Muhammad (c. 570 – June 8, 632) was an Arab religious, political, and military leader who founded the religion of Islam as a historical phenomenon. Muslims view him not as the creator of a new religion, but as the restorer of the original, uncorrupted monotheistic faith of Adam, Abraham and others. In Muslim tradition, Muhammad is viewed as the last and the greatest in a series of prophets — as the man closest to perfection, the possessor of all virtues. For the last 23 years of his life, beginning at age 40, Muhammad reported receiving revelations from God. The content of these revelations, known as the Qur'an, was memorized and recorded by his companions. During this time, Muhammad preached to the people of Mecca, imploring them to abandon polytheism. Although some converted to Islam, Muhammad and his followers were persecuted by the leading Meccan authorities. After 13 years of preaching, Muhammad and the Muslims performed the Hijra ("emigration") to the city of Medina (formerly known as Yathrib) in 622. There, with the Medinan converts (Ansar) and the Meccan migrants (Muhajirun), Muhammad established his political and religious authority. Within years, two battles had been fought against Meccan forces: the Battle of Badr in 624, which was a Muslim victory, and the Battle of Uhud in 625, which ended inconclusively. Conflict with Medinan Jewish clans who opposed the Muslims led to their exile, enslavement or death, and the Jewish enclave of Khaybar was subdued. At the same time, Meccan trade routes were cut off as Muhammad brought surrounding desert tribes under his control. By 629 Muhammad was victorious in the nearly bloodless Conquest of Mecca, and by the time of his death in 632 he ruled over the Arabian peninsula. In Islam, the "normative" example of Muhammad's life is called the Sunnah (literally "trodden path"). This example is preserved in traditions known as hadith ("reports"), which recount his words, his actions, and his personal characteristics. The classical Muslim jurist ash-Shafi'i (d. 820) emphasized the importance of the Sunnah in Islamic law, and Muslims are encouraged to emulate Muhammad's actions in their daily lives. The Sunnah is seen as crucial to guiding interpretation of the Qur'an.

_COMPLETE THE FOLLOWING_
1. Using the passage on Muhammad, answer each question briefly.
(a) At what age did Muhammad begin reporting revelations from God?
(b) By what name was the city of Medina formerly known?
(c) What does the word "hadith" mean?
2. Decide whether each statement agrees with the passage on Muhammad, and support each yes or no with the words of the passage that settle it.
(a) The Battle of Uhud in 625 was a Muslim victory.
(b) The Hijra to Medina took place in 622.
(c) The jurist ash-Shafi'i stressed the importance of the Sunnah in Islamic law.
3. Extend the passage about Muhammad beyond its last sentence.

_STORED DATA_
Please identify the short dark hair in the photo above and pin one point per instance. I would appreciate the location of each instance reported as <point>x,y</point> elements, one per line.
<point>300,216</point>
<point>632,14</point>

_SOLVED PROBLEMS_
1.
(a) 40
(b) Yathrib
(c) "Reports"

2.
(a) No: "the Battle of Uhud in 625, which ended inconclusively"
(b) Yes: "Muhammad and the Muslims performed the Hijra ("emigration") to the city of Medina (formerly known as Yathrib) in 622"
(c) Yes: "The classical Muslim jurist ash-Shafi'i (d. 820) emphasized the importance of the Sunnah in Islamic law"

3.
Resurrection and judgment



Belief in the "Day of Resurrection", yawm al-Qiyamah (also known as yawm ad-din, "Day of Judgment" and "the Last Hour") is also crucial for Muslims. They believe that the time of Qiyamah is preordained by God but unknown to man. The trials and tribulations preceding and during the Qiyamah are described in the Qur'an and the hadith, and also in the commentaries of Islamic scholars. The Qur'an emphasizes bodily resurrection, a break from the pre-Islamic Arabian understanding of death. It states that resurrection will be followed by the gathering of mankind, culminating in their judgment by God. The Shi'a understanding of free will is called "divine justice" (Adalah). This doctrine, originally developed by the Mu'tazila, stresses the importance of man's responsibility for his own actions. In contrast, the Sunni deemphasize the role of individual free will in the context of God's creation and foreknowledge of all things. The Qur'an lists several sins that can condemn a person to hell, such as disbelief, usury and dishonesty. Muslims view paradise (jannah) as a place of joy and bliss, with Qur'anic references describing its features and the physical pleasures to come. There are also references to a greater joy — acceptance by God (ridwan). Mystical traditions in Islam place these heavenly delights in the context of an ecstatic awareness of God.





Predestination and free will

In accordance with the Sunni Islamic belief in predestination, or divine preordainment (al-qada wa'l-qadar), God has full knowledge and control over all that occurs. This is explained in Qur'anic verses such as "Say: 'Nothing will happen to us except what Allah has decreed for us: He is our protector'…" For Muslims, everything in the world that occurs, good or evil, has been preordained and nothing can happen unless permitted by God. In Islamic theology, divine preordainment does not suggest an absence of God's indignation against evil, because any evils that do occur are thought to result in future benefits men may not be able to see. According to Muslim theologians, although events are pre-ordained, man possesses free will in that he has the faculty to choose between right and wrong, and is thus responsible for his actions. According to Islamic tradition, all that has been decreed by God is written in al-Lawh al-Mahfūz, the "Preserved Tablet". The Shi'a understanding of free will is called "divine justice" (Adalah). This doctrine, originally developed by the Mu'tazila, stresses the importance of man's responsibility for his own actions. In contrast, the Sunni deemphasize the role of individual free will in the context of God's creation and foreknowledge of all things.

5 PILLAR OF ISLAM









Rituals of the Hajj (pilgrimage) include walking seven times around the Kaaba in Mecca. The Five Pillars of Islam (Arabic: أركان الإسلام) are five practices essential to Sunni Islam. Shi'a Muslims subscribe to different sets of pillars which substantially overlap with the Five Pillars. They are:





The shahadah





The shahadah, which is the basic creed or tenet of Islam: "'ashadu 'al-la ilaha illa-llahu wa 'ashadu 'anna muhammadan rasulu-llah", or "I testify that there is none worthy of worship except God and I testify that Muhammad is the Messenger of God." This testament is a foundation for all other beliefs and practices in Islam. Muslims must repeat the shahadah in prayer, and non-Muslims wishing to convert to Islam are required to recite the creed.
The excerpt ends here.